**QUELLTEXT:**
Ich habe mir inzwischen einen Kaffee und einen Keks (10 cm Durchmesser) besorgt und hole mein Mittagessen nach, vorne plappert es munter weiter, da rischelt und raschelt es um mich herum. Offensichtlich hat Sissy unsere Spannung nicht mehr länger ausgehalten und die Gaben auf unseren Plätzen zum Auspacken freigegeben. Aber genau der Größe nach, erst die große Tüte, dann die mittlere und dann die kleine Schachtel. Solchen Anweisungen folge ich höchstens, wenn ich weiß, daß sich Freunde mit einem Geschenk große Mühe gegeben haben. Sissy kann mich mal.

PfeifeWas haben wir denn da? Eine orangefarbene Sicherheitsweste mit Reflektorstreifen. Und wie die stinkt! Gleich anziehen, bettelt sie, “pretty please with sugar on top.”** Als nächstes bekommen wir eine Krönung amerikanischen Ingenieursschaffens (links) geschenkt: einen Karabiner mit integrierter Trillerpfeife – oh mein Gott, jetzt kriege ich den Michi Mittermaier und seinen Flugzeugabsturzsketch nicht mehr aus dem Hirn – und, jawohl, Damenundherren, es geht noch besser, kaum zu glauben aber wahr, mit ebenfalls integrierter Taschenlampe und made in China. Wow! Bei mir wurmt sich NDW-Markus ins Ohr und so langsam bahnt sich eine Migräne an. Letzte Übung: die Batterie einsetzen, drei Mal an die Decke blinken, einmal blasen. Weil das so schön klappt, bekommt jeder ein Tombola-Los zur Belohnung. Vorne jubiliert es weiter, da sähen wir mal, ohne die richtige Ausrüstung sei doch die schönste Katastrophe nichts. Sie habe ja unter jedem Tisch bei sich zu Hause ein solch unentbehrliches Utensil geklebt, denn wenn sich wg. der alten Erdbebenregel “Duck-Cover-And Hold On” jemand unter einen Tisch verkrochen habe, sei doch nichts leichter, als anschließend die Rettungskräfte herbeizupfeifen. Wie hilfreich wäre sowas etwa damals für ihre Freunde “in the Towers” gewesen? Oder für die beim Boston Marathon? Oder bei jedem fucking*** Erdbeben seit 1989? Keine Katastophe, wo sie nicht irgendwen mitten im Geschehen kannte. Außerdem müsse man als weiblicher Floor Warden möglicherweise auch in der Herrentoilette nach zu Evakuierenden suchen. Und da sei es doch angeraten, vorher zu trillern. Nicht, daß man in eine peinliche Situation gerate. Wo bin ich hier? Langsam beschleicht mich der Verdacht, daß ich zur Mithilfe bei der Therapie zur Bewältigung eines schlimmen Falles von Paranoia shanghait worden bin.

**DURCHZUFÜHRENDE AUFGABEN:**
A. Schreiben Sie bitte aus dem Quelltext alles von „Ich habe mir“ bis hinunter zu „kann mich mal.“ wortgetreu ab.
B. Übersetzen Sie den Satz „Weil das so schön klappt, bekommt jeder ein Tombola-Los zur Belohnung.“ aus dem Quelltext ins Englische.

Objektbeschreibungen in Freitext:
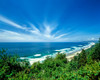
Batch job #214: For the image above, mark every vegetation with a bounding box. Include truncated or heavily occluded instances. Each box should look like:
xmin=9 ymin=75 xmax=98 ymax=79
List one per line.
xmin=0 ymin=40 xmax=100 ymax=80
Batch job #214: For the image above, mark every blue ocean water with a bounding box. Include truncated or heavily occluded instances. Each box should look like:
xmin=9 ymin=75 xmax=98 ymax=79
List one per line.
xmin=0 ymin=42 xmax=89 ymax=58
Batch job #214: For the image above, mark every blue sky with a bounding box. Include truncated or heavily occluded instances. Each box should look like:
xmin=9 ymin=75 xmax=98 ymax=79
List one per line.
xmin=0 ymin=0 xmax=100 ymax=42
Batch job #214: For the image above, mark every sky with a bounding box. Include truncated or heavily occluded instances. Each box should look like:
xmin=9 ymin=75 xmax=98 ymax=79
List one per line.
xmin=0 ymin=0 xmax=100 ymax=42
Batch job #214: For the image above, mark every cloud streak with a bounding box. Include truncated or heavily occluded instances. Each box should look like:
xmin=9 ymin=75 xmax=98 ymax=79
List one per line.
xmin=0 ymin=16 xmax=27 ymax=30
xmin=0 ymin=16 xmax=72 ymax=42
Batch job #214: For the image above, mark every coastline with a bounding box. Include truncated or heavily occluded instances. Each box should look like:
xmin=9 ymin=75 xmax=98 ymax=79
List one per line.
xmin=20 ymin=42 xmax=95 ymax=65
xmin=66 ymin=43 xmax=95 ymax=61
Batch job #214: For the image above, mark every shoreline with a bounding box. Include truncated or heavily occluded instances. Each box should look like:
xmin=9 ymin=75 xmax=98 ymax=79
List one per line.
xmin=20 ymin=42 xmax=95 ymax=65
xmin=66 ymin=43 xmax=95 ymax=61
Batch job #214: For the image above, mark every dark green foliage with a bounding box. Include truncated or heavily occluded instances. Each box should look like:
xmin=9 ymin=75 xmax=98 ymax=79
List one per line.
xmin=0 ymin=49 xmax=29 ymax=79
xmin=0 ymin=40 xmax=100 ymax=80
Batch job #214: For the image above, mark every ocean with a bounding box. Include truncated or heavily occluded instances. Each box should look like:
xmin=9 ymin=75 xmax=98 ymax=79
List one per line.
xmin=0 ymin=42 xmax=89 ymax=58
xmin=0 ymin=42 xmax=94 ymax=64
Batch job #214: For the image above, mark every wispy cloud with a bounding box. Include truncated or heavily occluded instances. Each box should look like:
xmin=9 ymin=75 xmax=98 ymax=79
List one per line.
xmin=29 ymin=23 xmax=41 ymax=35
xmin=0 ymin=15 xmax=28 ymax=30
xmin=0 ymin=16 xmax=72 ymax=42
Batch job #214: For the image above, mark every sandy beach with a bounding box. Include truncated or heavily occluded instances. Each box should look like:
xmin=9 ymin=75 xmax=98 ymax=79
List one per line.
xmin=66 ymin=43 xmax=95 ymax=61
xmin=20 ymin=42 xmax=95 ymax=65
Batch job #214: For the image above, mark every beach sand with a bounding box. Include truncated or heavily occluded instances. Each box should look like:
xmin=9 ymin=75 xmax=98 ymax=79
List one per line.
xmin=20 ymin=43 xmax=95 ymax=65
xmin=66 ymin=43 xmax=95 ymax=61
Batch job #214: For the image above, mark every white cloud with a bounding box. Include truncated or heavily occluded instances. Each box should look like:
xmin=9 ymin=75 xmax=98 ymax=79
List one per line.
xmin=0 ymin=16 xmax=71 ymax=42
xmin=0 ymin=16 xmax=28 ymax=30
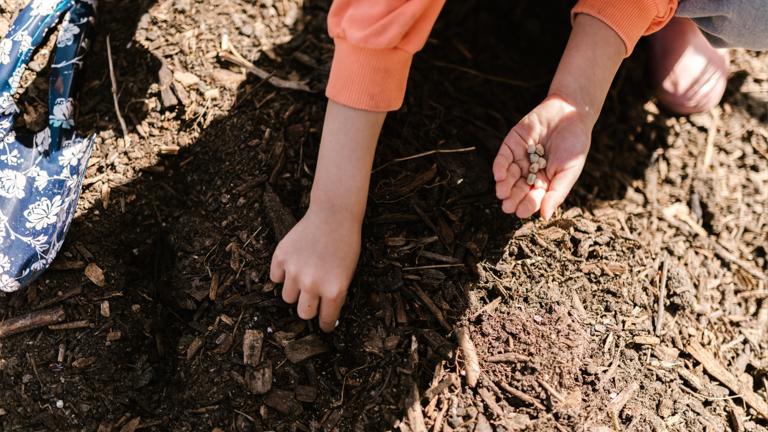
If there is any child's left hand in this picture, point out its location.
[493,95,594,220]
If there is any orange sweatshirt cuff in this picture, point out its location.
[571,0,677,56]
[325,39,413,112]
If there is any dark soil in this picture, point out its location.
[0,0,768,432]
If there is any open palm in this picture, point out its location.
[493,96,592,219]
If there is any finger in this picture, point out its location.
[269,251,285,283]
[283,272,300,304]
[320,295,344,333]
[515,187,547,219]
[296,290,320,319]
[493,141,515,182]
[501,178,531,214]
[496,163,521,200]
[541,168,581,220]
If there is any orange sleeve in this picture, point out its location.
[571,0,677,56]
[325,0,445,112]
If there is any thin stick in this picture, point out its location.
[371,146,476,174]
[403,263,464,271]
[701,113,718,172]
[456,327,480,388]
[656,258,669,336]
[0,306,64,339]
[48,320,91,330]
[107,35,131,147]
[499,381,546,410]
[405,336,427,432]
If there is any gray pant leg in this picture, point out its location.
[675,0,768,51]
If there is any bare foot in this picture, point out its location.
[650,18,728,114]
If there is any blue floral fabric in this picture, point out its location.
[0,0,96,292]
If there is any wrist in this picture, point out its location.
[547,91,600,134]
[307,187,367,226]
[548,14,625,129]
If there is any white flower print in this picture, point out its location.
[30,0,58,16]
[13,32,32,52]
[0,273,21,292]
[8,66,26,90]
[49,98,75,128]
[34,128,51,153]
[56,22,80,47]
[29,259,48,271]
[0,169,27,199]
[0,39,13,64]
[3,131,16,147]
[28,167,50,191]
[0,149,19,166]
[24,196,62,230]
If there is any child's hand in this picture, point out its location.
[493,95,593,219]
[269,205,361,332]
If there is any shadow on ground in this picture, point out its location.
[0,1,684,431]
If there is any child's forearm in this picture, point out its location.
[310,101,386,220]
[549,14,626,128]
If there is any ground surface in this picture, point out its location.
[0,0,768,431]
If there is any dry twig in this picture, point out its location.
[107,35,131,147]
[0,306,64,339]
[456,327,480,387]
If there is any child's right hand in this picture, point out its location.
[493,95,594,219]
[269,205,361,332]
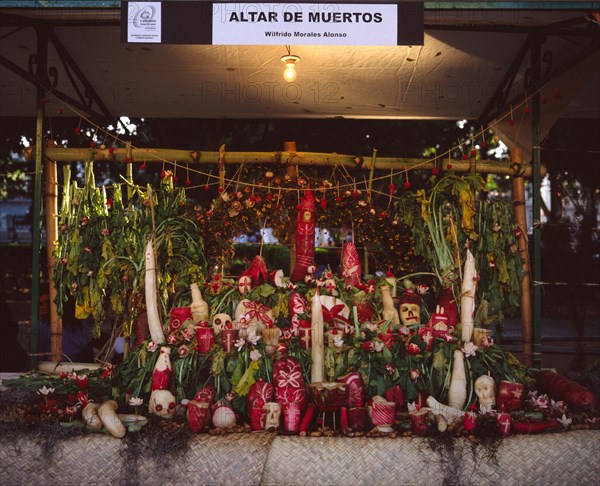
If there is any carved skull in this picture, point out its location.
[238,275,252,295]
[400,302,421,326]
[212,312,233,335]
[475,375,496,411]
[263,402,281,431]
[148,390,175,419]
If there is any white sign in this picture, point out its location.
[127,2,162,44]
[213,3,398,46]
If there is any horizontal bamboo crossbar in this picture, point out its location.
[25,147,546,177]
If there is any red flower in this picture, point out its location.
[75,375,90,388]
[406,343,421,355]
[360,341,373,351]
[100,364,115,378]
[77,390,89,408]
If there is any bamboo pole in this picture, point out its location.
[283,140,298,275]
[25,148,546,177]
[531,35,542,368]
[45,154,62,363]
[29,29,48,369]
[511,148,533,366]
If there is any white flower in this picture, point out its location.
[556,413,573,429]
[416,285,429,295]
[37,385,54,396]
[246,333,260,346]
[461,343,477,358]
[333,334,344,348]
[129,397,144,407]
[364,322,379,332]
[479,405,494,415]
[535,395,548,408]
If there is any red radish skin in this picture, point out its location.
[511,419,562,434]
[300,404,315,437]
[535,371,597,411]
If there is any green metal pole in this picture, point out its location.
[29,29,48,369]
[531,37,542,368]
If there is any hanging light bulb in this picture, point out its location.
[281,46,300,83]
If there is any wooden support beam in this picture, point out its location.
[45,155,62,363]
[25,147,546,177]
[512,148,533,366]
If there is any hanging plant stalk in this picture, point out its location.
[460,250,477,343]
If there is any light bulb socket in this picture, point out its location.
[281,54,300,64]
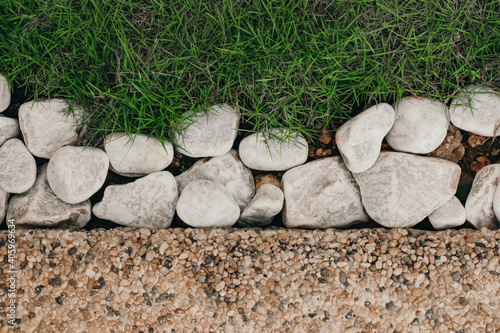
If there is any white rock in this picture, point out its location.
[386,97,449,154]
[19,98,83,159]
[449,86,500,136]
[429,197,466,230]
[465,164,500,229]
[239,129,309,171]
[175,149,255,210]
[335,103,395,173]
[7,164,91,229]
[353,151,461,228]
[281,156,369,228]
[92,171,177,228]
[0,74,10,112]
[47,146,109,204]
[238,184,284,227]
[0,190,9,224]
[0,117,19,147]
[104,132,174,177]
[177,180,240,228]
[0,139,36,193]
[173,104,240,157]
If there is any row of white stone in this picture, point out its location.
[0,73,500,228]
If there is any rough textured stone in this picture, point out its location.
[238,184,284,227]
[239,129,309,171]
[449,86,500,136]
[429,197,466,230]
[281,156,368,228]
[19,98,83,159]
[386,97,449,154]
[175,149,255,209]
[0,74,10,112]
[465,164,500,229]
[92,171,177,228]
[47,146,109,204]
[7,164,91,228]
[104,132,174,177]
[335,103,395,173]
[0,117,19,147]
[177,180,240,228]
[0,139,36,193]
[353,152,461,228]
[173,104,240,157]
[0,190,9,224]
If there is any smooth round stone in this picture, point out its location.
[47,146,109,204]
[386,97,449,154]
[7,164,91,229]
[335,103,395,173]
[92,171,178,228]
[0,190,9,223]
[465,164,500,230]
[281,156,369,229]
[449,86,500,136]
[429,197,466,230]
[0,139,36,193]
[19,98,83,159]
[173,104,240,157]
[353,151,461,228]
[177,180,240,228]
[104,132,174,177]
[238,184,284,227]
[0,74,10,112]
[0,117,19,147]
[238,129,309,171]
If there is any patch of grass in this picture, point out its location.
[0,0,500,143]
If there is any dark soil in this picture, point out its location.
[0,85,500,230]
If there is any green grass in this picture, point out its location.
[0,0,500,144]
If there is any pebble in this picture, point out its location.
[47,146,109,204]
[19,98,85,159]
[0,228,500,332]
[0,139,36,193]
[172,104,240,157]
[386,97,449,154]
[104,132,174,177]
[0,117,19,147]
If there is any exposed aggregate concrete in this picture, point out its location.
[0,228,500,333]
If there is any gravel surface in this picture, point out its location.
[0,228,500,333]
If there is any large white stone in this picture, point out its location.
[0,190,9,223]
[335,103,395,173]
[19,98,83,159]
[177,180,240,228]
[0,139,36,193]
[0,74,10,112]
[173,104,240,157]
[238,184,284,227]
[465,164,500,229]
[239,129,309,171]
[281,156,369,228]
[175,149,255,210]
[104,132,174,177]
[353,152,461,228]
[449,86,500,136]
[7,164,91,228]
[386,97,449,154]
[92,171,178,228]
[47,146,109,204]
[429,197,466,230]
[0,117,19,146]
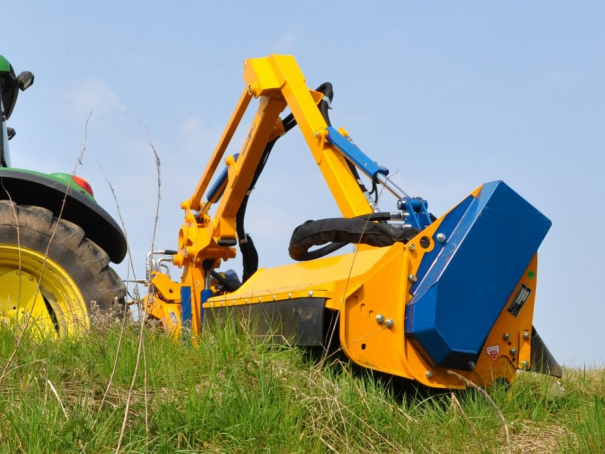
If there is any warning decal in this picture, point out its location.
[507,284,531,317]
[485,345,500,361]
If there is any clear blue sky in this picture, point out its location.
[0,0,605,366]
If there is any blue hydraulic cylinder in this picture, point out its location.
[327,126,389,181]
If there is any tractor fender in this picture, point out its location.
[0,168,127,263]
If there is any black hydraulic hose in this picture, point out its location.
[235,82,376,274]
[288,217,419,261]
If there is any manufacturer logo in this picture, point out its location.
[485,345,500,361]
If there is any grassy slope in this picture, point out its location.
[0,324,605,453]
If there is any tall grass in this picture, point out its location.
[0,316,605,453]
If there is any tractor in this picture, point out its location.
[0,55,127,337]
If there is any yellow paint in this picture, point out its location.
[146,55,548,388]
[0,244,89,337]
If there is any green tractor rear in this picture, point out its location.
[0,55,126,336]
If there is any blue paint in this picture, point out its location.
[399,197,432,230]
[206,153,239,203]
[328,126,389,181]
[200,290,212,331]
[181,286,191,327]
[405,181,551,368]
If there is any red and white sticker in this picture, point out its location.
[485,345,500,361]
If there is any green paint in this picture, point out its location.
[0,55,10,73]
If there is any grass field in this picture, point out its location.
[0,312,605,453]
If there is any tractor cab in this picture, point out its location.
[0,55,34,167]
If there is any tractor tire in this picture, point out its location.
[0,200,126,337]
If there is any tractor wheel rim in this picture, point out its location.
[0,244,89,337]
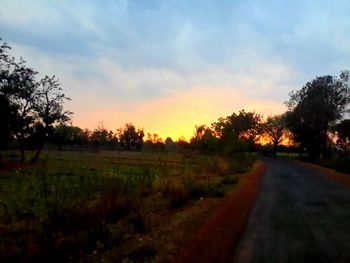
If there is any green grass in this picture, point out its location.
[0,151,253,261]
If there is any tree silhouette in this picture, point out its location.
[0,38,70,162]
[118,123,145,151]
[31,76,72,162]
[287,71,350,159]
[262,115,287,158]
[334,119,350,155]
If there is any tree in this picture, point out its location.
[334,119,350,155]
[0,38,71,162]
[31,76,72,162]
[212,110,261,155]
[190,125,218,152]
[0,40,38,162]
[0,95,17,164]
[118,123,145,151]
[287,71,350,160]
[262,114,287,158]
[51,124,89,146]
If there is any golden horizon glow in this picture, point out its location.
[69,87,285,141]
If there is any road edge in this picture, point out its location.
[174,160,267,263]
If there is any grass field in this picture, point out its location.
[0,151,253,262]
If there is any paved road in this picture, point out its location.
[234,160,350,263]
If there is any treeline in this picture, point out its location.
[0,38,350,165]
[0,39,72,162]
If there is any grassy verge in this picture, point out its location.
[300,162,350,187]
[175,162,266,263]
[0,152,253,262]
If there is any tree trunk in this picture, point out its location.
[0,151,5,169]
[273,143,278,159]
[19,143,25,163]
[30,143,44,163]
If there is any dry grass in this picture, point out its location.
[175,162,266,263]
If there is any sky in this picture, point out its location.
[0,0,350,139]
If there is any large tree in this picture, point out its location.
[0,39,70,162]
[262,114,287,158]
[287,71,350,159]
[334,119,350,155]
[31,76,72,162]
[118,123,145,151]
[212,110,261,152]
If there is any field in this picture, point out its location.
[0,151,254,262]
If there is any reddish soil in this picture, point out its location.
[175,161,267,263]
[302,162,350,187]
[0,162,34,173]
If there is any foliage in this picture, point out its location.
[0,39,71,162]
[262,114,287,158]
[287,71,350,162]
[191,110,261,154]
[0,152,252,262]
[118,123,145,151]
[334,119,350,155]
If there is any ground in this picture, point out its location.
[233,159,350,263]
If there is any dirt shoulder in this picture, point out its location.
[175,161,266,263]
[299,162,350,187]
[233,159,350,263]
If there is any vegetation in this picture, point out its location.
[0,36,350,262]
[0,152,253,262]
[287,71,350,160]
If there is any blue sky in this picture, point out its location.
[0,0,350,137]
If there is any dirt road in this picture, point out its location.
[233,160,350,263]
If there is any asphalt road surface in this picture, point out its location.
[233,159,350,263]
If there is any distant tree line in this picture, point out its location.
[0,38,350,163]
[0,39,72,162]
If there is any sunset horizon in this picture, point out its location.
[0,0,350,140]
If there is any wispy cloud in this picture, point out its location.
[0,0,350,139]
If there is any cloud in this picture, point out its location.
[0,0,350,140]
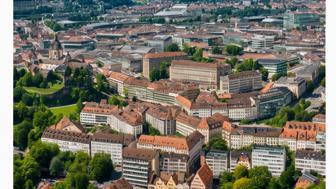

**NUMMERIERTE ANTWORTEN:**
A.
Ich habe mir inzwischen einen Kaffee und einen Keks (10 cm Durchmesser) besorgt und hole mein Mittagessen nach, vorne plappert es munter weiter, da rischelt und raschelt es um mich herum. Offensichtlich hat Sissy unsere Spannung nicht mehr länger ausgehalten und die Gaben auf unseren Plätzen zum Auspacken freigegeben. Aber genau der Größe nach, erst die große Tüte, dann die mittlere und dann die kleine Schachtel. Solchen Anweisungen folge ich höchstens, wenn ich weiß, daß sich Freunde mit einem Geschenk große Mühe gegeben haben. Sissy kann mich mal.

B. Because that works out so nicely, everyone gets a raffle ticket as a reward.